***** Data listing

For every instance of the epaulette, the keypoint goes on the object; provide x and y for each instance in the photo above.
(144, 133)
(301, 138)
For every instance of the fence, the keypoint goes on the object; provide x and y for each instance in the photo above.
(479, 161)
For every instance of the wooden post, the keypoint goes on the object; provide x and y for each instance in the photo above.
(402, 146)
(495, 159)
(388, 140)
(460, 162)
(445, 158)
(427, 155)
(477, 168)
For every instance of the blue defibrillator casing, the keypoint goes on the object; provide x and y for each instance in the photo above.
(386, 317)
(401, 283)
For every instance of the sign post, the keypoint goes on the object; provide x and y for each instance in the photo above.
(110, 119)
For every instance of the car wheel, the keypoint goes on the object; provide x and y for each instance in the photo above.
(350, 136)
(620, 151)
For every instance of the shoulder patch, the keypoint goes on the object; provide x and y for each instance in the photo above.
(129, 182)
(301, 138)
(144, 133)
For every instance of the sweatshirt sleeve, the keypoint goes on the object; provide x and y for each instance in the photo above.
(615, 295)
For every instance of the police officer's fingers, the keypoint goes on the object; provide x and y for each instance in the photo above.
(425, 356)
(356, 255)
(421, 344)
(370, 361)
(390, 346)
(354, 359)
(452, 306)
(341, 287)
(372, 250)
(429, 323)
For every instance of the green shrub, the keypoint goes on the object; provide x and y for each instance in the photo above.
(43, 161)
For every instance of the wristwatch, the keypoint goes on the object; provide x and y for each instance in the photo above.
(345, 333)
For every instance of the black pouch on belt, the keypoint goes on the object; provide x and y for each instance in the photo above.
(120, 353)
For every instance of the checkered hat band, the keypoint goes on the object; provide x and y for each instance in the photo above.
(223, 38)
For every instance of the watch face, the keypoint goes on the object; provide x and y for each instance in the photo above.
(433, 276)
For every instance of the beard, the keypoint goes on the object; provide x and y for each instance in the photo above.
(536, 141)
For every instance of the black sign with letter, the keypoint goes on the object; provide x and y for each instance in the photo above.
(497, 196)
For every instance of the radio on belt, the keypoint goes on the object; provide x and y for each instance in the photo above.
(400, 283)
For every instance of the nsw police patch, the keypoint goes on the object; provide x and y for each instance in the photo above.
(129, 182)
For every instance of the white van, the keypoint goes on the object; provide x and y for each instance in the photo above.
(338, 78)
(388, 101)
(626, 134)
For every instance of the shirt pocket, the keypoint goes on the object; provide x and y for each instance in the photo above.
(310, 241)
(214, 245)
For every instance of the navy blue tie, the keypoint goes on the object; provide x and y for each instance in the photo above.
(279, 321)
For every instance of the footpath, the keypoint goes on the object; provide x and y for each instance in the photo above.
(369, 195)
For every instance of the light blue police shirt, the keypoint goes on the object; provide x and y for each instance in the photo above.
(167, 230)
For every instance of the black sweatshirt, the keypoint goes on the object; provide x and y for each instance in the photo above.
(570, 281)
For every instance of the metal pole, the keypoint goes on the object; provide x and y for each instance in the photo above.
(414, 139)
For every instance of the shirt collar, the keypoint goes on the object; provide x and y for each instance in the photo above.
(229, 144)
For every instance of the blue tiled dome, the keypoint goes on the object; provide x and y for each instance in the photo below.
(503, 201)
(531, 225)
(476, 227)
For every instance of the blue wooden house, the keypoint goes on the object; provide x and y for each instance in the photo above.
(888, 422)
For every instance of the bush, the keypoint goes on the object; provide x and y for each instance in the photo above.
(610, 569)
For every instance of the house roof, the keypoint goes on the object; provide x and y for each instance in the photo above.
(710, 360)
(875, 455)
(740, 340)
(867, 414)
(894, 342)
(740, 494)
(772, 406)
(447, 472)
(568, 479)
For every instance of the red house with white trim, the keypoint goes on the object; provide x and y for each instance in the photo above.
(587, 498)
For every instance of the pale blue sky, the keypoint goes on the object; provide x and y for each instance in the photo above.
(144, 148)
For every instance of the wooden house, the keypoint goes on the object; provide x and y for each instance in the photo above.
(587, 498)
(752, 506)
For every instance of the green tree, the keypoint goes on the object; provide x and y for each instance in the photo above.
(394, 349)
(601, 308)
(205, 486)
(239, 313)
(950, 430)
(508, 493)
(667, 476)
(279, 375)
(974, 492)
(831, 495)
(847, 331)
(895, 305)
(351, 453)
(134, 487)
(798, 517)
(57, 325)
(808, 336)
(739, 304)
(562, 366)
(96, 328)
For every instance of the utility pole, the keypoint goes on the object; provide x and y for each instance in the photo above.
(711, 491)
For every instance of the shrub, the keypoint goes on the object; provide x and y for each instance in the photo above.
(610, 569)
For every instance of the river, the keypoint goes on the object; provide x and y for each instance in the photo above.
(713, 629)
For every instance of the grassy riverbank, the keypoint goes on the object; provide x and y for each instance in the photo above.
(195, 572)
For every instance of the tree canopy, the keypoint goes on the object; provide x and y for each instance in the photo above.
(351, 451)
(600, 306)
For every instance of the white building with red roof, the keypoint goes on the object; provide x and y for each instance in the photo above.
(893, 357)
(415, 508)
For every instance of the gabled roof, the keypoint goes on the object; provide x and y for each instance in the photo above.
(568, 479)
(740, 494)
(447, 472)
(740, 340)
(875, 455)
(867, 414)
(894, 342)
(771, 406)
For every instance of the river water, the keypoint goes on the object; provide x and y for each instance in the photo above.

**********

### Goal
Return every one of the entries above unchanged, reproducing each line character for character.

### Response
For every instance of the epaulette, the keypoint goes on the object; provide x and y for each instance in the photo above.
(144, 133)
(301, 138)
For every instance of the fence, the keypoint goes on the object; provide x and y for each instance in the photo above.
(479, 161)
For every instance of the wooden post, the keypoint goes on the object; provide x and y for each instance in the photo above.
(402, 146)
(495, 159)
(388, 140)
(460, 162)
(445, 158)
(427, 155)
(477, 168)
For every instance of the blue defibrillator casing, the keypoint goes on the object; provide x and y for each instance in the photo above.
(386, 317)
(401, 283)
For every instance of the sign post, the keypoint goes on the object; provide x and y for each instance in the photo above.
(110, 119)
For every instance of the car wheel, the keypoint goes on the object; provide x and y for each instance in the photo above.
(350, 136)
(620, 151)
For every instance of the shoulder patch, the keypoint goes on the object; provide x and y for each instance in the photo above.
(129, 182)
(301, 138)
(144, 133)
For every instance of the sweatshirt sleeve, the keypoint goes on the object; provide x and y for each instance in the photo above.
(615, 295)
For every instance of the police officer's fingers, the keypoint goes on the object; provide x and y for each instance in the photo above.
(425, 356)
(356, 255)
(421, 344)
(370, 361)
(390, 346)
(354, 359)
(452, 306)
(341, 287)
(372, 250)
(429, 323)
For every instance of the green shrub, the keypoint goes on the object; provide x and y for each instance in the photo above.
(43, 161)
For every instance of the wristwatch, the keypoint goes on the object; provide x and y for each instance in the photo above.
(345, 333)
For every instance of the black pouch on belt, the keypoint goes on the object; provide x and y for each instance in the photo above.
(120, 353)
For every instance of the checkered hat band, the keypoint goes on the object; provide x and y for each instance in the photo above.
(223, 38)
For every instance of the watch face, the keypoint goes on the object; provide x and y for each instance in the photo above.
(433, 276)
For every instance of the beard, the keypoint goes on the object; provide x and y for each instance in the photo above.
(536, 141)
For every instance of the black sign with letter, the keypoint goes on the object; provide x and y for each instance in the photo above.
(497, 196)
For every instance of the radio on belt, the keypoint goes on the object; provide x and y for each instance in the photo above.
(400, 283)
For every instance of the nsw police patch, the keypoint goes on the object; provide x and y for each instance in the photo above.
(129, 182)
For every instance of the white van, the keypoint goes on the object; provide x and y for each instance in the photo above.
(338, 78)
(388, 101)
(626, 134)
For every instance of the shirt pocket, the keypoint goes on the object; provide x and y for each instance in the photo above.
(310, 241)
(214, 245)
For every instance of the navy blue tie, the keypoint goes on the object; provide x and y for each instance in the photo above.
(279, 321)
For every instance of the footpath, the keypoint goes on the object; provide x and y for each instance in the photo above.
(369, 195)
For every instance of the light blue police shirt, the keypoint goes on the object; provide x and y for each instance in the photo above.
(167, 230)
For every instance of the black sweatshirt, the keypoint goes on the object; provide x and y for each instance in the photo above.
(570, 281)
For every instance of the metal pole, the keypoint goes on the object; provide x and y for each instance in the photo above.
(414, 139)
For every instance of the shirt collar, the keypoint goes on the object; provide x and y for each instance in the photo above.
(229, 144)
For every instance of the blue tiled dome, the keypoint goes on the object; provide x and y for each instance in the photo below.
(503, 201)
(531, 225)
(476, 227)
For every instance of the blue wooden house, the keypoint goes on the object; provide x and y for each instance in the photo above.
(888, 422)
For every instance of the bush, the keypoint goes on the object; provide x and y for each instance in the photo above.
(610, 569)
For every instance of the house roof, the keypoint goes on the object; provide x and y for each instance in the photo above.
(710, 360)
(875, 455)
(740, 340)
(867, 414)
(894, 342)
(740, 494)
(772, 406)
(447, 472)
(568, 479)
For every instance of the red house with white trim, the keypoint goes on the object; provide x and y for each instance in the photo above.
(587, 498)
For every instance of the pale blue sky, the keypoint goes on the object; provide x and y for each instance in the photo above.
(144, 148)
For every instance of the wooden house, the keypoint goes on the object; provide x and y for each instance in the photo above.
(587, 498)
(752, 506)
For every instance of the green tree, the keypoint goes on the object; provide x and y for each instance in the photo above.
(394, 349)
(601, 308)
(205, 486)
(239, 313)
(950, 430)
(508, 493)
(667, 476)
(279, 375)
(974, 492)
(831, 495)
(847, 331)
(895, 305)
(351, 453)
(134, 487)
(798, 517)
(57, 325)
(808, 336)
(739, 304)
(562, 366)
(96, 328)
For every instance of the utility pole, the keypoint goes on the object; provide x and y for each instance in the photo above.
(711, 491)
For every instance of the shrub, the keypoint goes on the object; provide x and y for each instance in the photo above.
(610, 569)
For every instance of the river, the keypoint goes on the object; provide x and y for each instance in the photo above.
(713, 629)
For every instance of the grassy riverbank, the keypoint goes on the object; provide x and y for each instance in the photo above.
(195, 572)
For every instance of the tree canopy, the keypoint goes on the object; provide x and y for each instance in the photo above.
(351, 451)
(600, 306)
For every instance of the white building with red roof, the keypoint goes on the object; provide x and y for each instance in the photo above.
(893, 357)
(415, 508)
For every instance of the gabled roof, the keypoint goes on the object; provide x and y for each instance in the photo above.
(568, 479)
(740, 494)
(447, 472)
(740, 340)
(875, 455)
(867, 414)
(894, 342)
(771, 406)
For every instance of the river water, the keypoint goes on the object; provide x and y for each instance in the photo above.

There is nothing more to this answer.